[Dataset items]

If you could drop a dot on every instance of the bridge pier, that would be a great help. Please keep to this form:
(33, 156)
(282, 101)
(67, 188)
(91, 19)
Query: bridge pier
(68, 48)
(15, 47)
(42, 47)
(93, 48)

→ Your task: Copy the data above in full, character for character.

→ Response below:
If you could drop a dot on every instance of the bridge pier, that would be a great help. Please keep to this form:
(33, 156)
(282, 101)
(67, 188)
(91, 19)
Query: bridge pier
(68, 48)
(15, 47)
(42, 47)
(93, 48)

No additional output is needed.